» Aim: Identify each line in the following records that contains the word "tall", and copy every such line in full. The match is case-sensitive.
— begin Given entries —
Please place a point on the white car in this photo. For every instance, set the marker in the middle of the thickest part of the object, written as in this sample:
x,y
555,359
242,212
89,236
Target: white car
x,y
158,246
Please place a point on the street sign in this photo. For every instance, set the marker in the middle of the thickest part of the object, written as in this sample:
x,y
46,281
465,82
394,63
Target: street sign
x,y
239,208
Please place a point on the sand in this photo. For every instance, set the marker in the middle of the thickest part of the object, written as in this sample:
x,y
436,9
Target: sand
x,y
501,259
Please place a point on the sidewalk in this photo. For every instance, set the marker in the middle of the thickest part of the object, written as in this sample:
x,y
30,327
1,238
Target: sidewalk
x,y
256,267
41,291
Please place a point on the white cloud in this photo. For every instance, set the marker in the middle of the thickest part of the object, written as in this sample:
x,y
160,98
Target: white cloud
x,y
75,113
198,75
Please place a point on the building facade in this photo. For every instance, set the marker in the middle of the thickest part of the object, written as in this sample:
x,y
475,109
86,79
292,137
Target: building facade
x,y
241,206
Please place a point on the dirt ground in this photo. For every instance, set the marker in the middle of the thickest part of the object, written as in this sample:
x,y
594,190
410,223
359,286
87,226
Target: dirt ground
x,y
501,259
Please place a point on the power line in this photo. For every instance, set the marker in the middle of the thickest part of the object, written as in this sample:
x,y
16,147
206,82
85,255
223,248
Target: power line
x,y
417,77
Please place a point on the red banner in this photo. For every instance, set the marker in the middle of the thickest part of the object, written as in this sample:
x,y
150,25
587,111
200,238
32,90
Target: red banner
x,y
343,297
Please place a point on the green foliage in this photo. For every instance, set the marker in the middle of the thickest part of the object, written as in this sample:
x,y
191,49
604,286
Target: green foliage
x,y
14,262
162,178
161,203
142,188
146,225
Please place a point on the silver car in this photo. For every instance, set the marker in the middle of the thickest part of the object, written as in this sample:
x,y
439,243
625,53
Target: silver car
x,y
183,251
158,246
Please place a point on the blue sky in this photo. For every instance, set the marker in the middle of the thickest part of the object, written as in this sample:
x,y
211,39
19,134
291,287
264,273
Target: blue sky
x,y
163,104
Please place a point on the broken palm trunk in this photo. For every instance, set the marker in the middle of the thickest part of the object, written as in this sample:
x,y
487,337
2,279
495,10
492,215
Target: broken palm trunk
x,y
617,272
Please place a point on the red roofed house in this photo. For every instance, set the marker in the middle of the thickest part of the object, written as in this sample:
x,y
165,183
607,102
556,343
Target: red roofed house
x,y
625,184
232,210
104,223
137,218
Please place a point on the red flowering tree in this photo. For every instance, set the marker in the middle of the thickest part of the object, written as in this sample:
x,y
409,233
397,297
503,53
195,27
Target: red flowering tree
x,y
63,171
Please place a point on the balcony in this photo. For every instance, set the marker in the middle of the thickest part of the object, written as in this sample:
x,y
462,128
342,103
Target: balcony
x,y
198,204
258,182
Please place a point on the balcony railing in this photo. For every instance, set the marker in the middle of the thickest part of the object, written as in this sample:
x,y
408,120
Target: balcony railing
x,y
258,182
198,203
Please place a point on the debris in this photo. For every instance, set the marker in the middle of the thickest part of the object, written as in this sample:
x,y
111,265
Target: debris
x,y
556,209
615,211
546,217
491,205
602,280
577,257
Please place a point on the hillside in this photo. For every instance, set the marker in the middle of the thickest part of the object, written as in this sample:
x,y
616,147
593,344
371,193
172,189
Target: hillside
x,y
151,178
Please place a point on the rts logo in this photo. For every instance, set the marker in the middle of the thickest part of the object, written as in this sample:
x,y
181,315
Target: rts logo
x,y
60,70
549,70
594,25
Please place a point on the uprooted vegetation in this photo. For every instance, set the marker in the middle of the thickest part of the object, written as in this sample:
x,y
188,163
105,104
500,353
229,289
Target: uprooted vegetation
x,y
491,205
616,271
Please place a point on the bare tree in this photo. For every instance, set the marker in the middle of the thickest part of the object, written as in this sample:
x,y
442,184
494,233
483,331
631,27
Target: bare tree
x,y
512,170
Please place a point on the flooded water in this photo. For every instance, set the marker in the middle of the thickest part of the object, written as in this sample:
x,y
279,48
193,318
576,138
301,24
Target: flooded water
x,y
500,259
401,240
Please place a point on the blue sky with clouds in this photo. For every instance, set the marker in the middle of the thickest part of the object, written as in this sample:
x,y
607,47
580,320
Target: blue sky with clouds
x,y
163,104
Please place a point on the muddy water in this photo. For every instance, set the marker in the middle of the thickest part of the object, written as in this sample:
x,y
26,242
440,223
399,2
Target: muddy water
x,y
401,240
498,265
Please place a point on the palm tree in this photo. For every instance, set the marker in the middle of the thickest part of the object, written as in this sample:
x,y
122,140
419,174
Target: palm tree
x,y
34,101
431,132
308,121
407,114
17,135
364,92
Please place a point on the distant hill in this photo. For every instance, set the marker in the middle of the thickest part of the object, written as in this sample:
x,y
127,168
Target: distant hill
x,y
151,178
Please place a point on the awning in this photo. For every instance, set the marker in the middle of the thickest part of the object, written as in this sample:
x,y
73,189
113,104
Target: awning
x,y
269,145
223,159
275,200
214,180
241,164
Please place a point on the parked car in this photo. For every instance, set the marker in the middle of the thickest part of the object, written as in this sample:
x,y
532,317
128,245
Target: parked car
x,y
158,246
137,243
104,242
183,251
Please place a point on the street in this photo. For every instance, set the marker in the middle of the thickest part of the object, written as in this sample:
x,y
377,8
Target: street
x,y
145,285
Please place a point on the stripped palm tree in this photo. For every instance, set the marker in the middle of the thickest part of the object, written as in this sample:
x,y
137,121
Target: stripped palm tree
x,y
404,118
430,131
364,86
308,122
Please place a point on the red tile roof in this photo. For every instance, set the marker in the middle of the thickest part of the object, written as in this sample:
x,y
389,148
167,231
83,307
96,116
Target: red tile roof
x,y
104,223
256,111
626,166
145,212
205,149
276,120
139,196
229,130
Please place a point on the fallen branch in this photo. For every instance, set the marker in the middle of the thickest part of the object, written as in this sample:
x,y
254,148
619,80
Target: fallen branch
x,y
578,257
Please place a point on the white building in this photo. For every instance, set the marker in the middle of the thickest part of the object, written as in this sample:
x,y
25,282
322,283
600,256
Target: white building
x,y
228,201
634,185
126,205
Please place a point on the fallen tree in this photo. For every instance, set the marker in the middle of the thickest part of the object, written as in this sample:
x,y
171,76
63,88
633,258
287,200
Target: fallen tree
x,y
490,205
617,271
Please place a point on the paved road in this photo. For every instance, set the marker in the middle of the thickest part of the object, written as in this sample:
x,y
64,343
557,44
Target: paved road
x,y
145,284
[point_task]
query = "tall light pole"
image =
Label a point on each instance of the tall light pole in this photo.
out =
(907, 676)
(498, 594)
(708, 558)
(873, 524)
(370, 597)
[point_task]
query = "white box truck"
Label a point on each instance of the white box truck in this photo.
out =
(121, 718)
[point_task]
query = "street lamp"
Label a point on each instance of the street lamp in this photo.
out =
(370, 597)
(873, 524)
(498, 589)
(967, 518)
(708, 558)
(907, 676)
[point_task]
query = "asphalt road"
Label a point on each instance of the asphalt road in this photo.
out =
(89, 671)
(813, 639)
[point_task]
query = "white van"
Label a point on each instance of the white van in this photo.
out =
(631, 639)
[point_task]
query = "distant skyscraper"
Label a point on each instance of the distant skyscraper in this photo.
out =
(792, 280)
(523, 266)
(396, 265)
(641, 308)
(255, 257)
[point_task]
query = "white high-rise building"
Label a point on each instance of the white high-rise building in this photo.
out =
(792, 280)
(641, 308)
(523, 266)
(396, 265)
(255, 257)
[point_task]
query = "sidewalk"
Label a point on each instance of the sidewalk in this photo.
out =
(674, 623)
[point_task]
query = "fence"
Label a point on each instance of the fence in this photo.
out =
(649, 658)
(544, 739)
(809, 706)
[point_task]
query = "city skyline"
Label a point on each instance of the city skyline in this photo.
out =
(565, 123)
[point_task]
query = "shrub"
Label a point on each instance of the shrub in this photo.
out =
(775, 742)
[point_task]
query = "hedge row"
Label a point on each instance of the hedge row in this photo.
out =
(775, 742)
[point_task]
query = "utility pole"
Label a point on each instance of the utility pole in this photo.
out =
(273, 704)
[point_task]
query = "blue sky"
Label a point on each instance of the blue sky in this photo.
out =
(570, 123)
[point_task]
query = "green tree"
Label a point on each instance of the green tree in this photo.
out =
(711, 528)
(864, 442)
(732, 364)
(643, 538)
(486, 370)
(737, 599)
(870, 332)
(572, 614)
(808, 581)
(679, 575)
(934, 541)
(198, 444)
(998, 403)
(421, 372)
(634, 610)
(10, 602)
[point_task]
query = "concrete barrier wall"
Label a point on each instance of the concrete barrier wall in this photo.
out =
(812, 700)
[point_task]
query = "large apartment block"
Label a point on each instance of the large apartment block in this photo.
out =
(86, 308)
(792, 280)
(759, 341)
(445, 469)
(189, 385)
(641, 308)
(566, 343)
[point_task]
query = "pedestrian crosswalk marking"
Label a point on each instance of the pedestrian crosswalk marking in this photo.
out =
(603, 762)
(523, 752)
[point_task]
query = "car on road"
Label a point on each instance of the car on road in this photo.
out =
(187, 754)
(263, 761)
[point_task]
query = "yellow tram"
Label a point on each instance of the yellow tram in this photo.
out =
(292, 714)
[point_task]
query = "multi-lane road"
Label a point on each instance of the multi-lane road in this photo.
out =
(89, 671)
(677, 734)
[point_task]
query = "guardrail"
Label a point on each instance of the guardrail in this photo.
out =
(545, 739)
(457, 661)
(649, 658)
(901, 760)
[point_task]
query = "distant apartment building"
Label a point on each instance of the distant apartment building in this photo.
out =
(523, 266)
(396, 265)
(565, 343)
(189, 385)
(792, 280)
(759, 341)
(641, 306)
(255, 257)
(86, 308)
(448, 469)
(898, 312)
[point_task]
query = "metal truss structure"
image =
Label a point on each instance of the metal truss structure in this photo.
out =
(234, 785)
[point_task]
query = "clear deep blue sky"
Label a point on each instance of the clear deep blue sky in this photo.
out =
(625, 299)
— end Given entries —
» Written response:
query = "tall light pole"
Label a point on each instance of the tall light pole in this photo.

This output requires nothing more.